▸ Source
####################

Signed Klee in black ink at the lower left.
Dated and numbered 1925 n.3 and titled Nacht-Eindruck einer südlichen Stadt by the artist in the lower margin.
301 x 226 mm. (11 7/8 x 8 7/8 in.) [image]
411 x 326 mm. (16 1/8 x 12 7/8 in.) [mount]
This drawing is dated early in 1925, and must reflect Paul Klee’s memories of his trip to Sicily the previous summer. Colour is extraneous in this nocturnal view of a southern town, which depicts the anonymous village in rich detail, with an arrangement of delicately washed grisaille tones applied in small, tesserae-like blocks verging on pointillism. Although drawn in the artist’s Weimar studio rather than on the spot, the use of a mosaic-like technique in this drawing could well reflect Klee’s exposure to the rich mosaics of the churches of Palermo and nearby Monreale.



The same grisaille technique is also seen in only one other major work on paper of 1925; a pen and ink wash drawing entitled 'Kind im Asterngarten' (Child in the Aster Garden), formerly in a Swiss private collection, which appeared at auction in 1990 and 1995.

####################

(Excerpts from point annotation data)
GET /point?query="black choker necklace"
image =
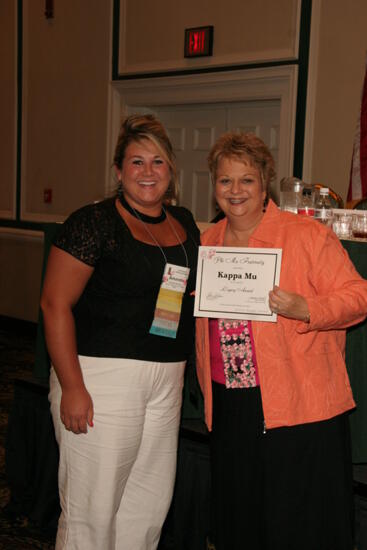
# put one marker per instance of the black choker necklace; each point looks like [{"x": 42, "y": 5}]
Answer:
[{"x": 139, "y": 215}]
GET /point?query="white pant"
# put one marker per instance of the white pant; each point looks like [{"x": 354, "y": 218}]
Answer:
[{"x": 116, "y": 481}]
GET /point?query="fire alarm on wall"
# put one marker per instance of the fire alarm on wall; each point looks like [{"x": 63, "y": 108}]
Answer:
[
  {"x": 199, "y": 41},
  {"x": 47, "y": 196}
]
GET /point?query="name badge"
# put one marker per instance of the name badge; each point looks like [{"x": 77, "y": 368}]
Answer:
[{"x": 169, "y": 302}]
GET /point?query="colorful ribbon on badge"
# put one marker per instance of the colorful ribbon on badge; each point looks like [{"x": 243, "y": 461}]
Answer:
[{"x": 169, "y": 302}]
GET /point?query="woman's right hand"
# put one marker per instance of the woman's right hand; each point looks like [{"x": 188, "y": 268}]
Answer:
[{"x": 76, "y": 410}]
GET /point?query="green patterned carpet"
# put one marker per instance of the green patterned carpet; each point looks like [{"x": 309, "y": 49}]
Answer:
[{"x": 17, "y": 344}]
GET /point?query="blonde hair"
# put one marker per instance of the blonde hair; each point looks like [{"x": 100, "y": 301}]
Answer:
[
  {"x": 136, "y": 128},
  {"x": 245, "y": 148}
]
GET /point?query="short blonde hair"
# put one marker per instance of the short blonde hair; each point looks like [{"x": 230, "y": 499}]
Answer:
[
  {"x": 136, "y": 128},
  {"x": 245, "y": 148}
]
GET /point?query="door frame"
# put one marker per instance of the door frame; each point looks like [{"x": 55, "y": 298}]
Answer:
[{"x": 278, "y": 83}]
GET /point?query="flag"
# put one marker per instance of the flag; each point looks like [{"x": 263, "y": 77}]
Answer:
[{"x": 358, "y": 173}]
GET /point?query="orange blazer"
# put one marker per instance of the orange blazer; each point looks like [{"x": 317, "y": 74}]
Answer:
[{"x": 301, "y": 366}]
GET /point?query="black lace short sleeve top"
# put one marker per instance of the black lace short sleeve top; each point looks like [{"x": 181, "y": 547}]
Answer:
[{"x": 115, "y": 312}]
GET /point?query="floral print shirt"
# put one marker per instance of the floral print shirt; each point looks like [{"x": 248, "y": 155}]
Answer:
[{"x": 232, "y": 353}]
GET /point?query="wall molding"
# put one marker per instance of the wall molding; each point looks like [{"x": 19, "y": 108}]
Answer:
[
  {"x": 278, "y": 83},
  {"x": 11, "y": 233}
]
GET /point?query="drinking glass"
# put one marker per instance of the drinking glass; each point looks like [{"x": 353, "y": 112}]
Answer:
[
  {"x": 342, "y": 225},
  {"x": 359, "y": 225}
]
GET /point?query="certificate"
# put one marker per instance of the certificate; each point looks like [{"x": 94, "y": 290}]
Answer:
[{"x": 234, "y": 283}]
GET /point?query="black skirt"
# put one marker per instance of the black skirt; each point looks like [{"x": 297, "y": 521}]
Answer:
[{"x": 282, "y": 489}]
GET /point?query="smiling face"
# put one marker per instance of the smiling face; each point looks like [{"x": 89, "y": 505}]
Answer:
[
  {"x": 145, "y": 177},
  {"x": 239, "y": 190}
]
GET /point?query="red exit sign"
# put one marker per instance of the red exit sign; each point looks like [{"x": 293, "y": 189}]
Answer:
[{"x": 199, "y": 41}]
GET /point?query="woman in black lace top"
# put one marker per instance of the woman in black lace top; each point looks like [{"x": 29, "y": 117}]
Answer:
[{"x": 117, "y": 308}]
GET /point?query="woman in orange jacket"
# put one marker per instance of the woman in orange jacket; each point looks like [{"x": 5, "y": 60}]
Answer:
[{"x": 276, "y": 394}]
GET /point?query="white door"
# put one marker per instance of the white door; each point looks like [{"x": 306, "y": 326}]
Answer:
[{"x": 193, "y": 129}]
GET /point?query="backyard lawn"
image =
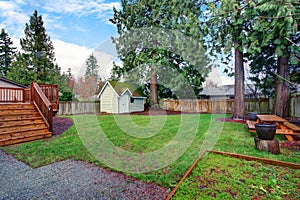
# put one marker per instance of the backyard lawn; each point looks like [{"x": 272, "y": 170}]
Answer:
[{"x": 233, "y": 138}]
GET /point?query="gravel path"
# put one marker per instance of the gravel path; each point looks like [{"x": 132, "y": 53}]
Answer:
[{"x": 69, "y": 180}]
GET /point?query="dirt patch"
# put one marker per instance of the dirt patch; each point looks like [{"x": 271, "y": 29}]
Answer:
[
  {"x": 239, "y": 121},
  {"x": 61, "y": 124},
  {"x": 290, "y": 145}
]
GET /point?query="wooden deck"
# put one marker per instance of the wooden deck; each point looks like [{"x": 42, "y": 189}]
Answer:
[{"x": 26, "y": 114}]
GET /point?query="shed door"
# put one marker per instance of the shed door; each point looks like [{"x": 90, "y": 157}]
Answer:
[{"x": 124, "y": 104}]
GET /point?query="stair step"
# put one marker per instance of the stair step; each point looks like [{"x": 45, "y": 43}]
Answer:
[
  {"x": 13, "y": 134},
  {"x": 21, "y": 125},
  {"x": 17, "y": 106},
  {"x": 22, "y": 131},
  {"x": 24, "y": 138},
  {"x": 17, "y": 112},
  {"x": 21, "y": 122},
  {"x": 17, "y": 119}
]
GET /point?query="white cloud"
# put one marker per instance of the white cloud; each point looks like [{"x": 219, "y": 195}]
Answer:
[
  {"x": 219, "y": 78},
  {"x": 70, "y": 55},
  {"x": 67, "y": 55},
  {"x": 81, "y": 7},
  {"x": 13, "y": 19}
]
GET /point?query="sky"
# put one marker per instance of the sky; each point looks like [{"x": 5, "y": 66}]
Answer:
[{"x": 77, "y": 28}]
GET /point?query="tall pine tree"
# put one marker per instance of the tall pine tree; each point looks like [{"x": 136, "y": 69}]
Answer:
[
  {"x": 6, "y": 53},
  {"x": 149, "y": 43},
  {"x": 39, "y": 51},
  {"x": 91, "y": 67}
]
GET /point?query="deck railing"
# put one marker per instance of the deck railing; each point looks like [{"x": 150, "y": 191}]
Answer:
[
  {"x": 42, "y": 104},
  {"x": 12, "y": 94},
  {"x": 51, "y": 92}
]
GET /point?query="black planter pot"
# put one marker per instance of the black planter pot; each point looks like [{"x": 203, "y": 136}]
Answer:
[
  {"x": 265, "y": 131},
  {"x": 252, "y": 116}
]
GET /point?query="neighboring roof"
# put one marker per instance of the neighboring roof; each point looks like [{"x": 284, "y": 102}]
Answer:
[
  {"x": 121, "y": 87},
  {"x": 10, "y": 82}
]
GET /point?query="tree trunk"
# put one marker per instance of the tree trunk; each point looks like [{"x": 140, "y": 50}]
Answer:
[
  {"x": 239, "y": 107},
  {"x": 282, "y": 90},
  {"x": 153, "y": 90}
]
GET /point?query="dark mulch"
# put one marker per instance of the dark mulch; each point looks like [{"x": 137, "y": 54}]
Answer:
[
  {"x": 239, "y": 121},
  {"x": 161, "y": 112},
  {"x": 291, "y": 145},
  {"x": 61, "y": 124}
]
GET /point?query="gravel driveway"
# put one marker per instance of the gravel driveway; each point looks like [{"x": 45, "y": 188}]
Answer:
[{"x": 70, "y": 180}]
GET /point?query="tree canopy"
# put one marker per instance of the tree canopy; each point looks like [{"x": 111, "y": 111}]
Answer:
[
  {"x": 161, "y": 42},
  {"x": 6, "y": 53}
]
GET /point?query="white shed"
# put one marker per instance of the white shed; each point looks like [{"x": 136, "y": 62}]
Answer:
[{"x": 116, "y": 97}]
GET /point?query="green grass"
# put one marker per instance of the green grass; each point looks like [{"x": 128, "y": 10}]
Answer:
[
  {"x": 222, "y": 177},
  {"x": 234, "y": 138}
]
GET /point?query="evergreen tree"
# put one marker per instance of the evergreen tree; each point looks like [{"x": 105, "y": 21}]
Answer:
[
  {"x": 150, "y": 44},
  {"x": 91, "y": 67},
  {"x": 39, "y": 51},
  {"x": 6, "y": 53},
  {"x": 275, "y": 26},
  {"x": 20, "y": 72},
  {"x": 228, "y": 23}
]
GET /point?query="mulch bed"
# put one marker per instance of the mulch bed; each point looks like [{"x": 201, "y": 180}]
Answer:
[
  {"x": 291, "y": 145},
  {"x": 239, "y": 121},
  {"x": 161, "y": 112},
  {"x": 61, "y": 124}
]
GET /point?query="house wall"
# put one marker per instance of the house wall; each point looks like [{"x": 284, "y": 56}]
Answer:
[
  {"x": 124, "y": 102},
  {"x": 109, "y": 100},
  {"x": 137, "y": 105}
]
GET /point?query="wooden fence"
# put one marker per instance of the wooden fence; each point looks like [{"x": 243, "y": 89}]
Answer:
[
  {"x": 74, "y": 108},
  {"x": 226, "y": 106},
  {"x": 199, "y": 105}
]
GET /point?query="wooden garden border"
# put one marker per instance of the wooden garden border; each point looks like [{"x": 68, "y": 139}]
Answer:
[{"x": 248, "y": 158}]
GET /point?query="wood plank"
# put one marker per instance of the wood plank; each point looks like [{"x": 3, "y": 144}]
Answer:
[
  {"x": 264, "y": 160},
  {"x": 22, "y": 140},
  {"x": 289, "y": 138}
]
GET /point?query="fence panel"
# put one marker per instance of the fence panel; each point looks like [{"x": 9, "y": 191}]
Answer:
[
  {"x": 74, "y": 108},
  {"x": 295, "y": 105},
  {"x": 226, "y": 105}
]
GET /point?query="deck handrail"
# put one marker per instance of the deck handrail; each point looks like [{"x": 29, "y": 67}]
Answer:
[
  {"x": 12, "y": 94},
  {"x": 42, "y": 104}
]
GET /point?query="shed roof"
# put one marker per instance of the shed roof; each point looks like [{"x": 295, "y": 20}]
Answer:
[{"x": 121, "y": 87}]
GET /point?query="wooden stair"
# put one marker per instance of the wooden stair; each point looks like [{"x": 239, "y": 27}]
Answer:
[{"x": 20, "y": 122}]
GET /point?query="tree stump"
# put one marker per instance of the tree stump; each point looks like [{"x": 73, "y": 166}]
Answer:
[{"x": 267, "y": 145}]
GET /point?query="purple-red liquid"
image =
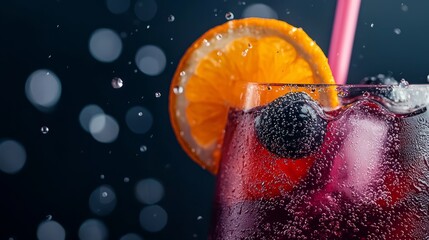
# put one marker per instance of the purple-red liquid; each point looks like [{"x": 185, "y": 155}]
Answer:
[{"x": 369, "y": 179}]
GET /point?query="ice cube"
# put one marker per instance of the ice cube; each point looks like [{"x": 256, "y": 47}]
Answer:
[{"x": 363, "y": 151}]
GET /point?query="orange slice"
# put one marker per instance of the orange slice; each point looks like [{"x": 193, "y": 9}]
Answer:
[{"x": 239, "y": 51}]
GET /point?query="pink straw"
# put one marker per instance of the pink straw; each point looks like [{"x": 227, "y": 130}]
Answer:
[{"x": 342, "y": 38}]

####################

▸ Complete the following
**a)** Answer these questions from the entry on the Klee drawing:
(i) In what color ink is the drawing signed?
(ii) Where did Klee travel the summer before the drawing was made?
(iii) The mosaics of which churches might the technique reflect?
**b)** Copy the stretch of the entry on the Klee drawing from "Signed Klee in" through "the lower margin.", substituting "brown" for "black".

▸ Answer set
**a)**
(i) Black.
(ii) Sicily.
(iii) The churches of Palermo and nearby Monreale.

**b)**
Signed Klee in brown ink at the lower left.
Dated and numbered 1925 n.3 and titled Nacht-Eindruck einer südlichen Stadt by the artist in the lower margin.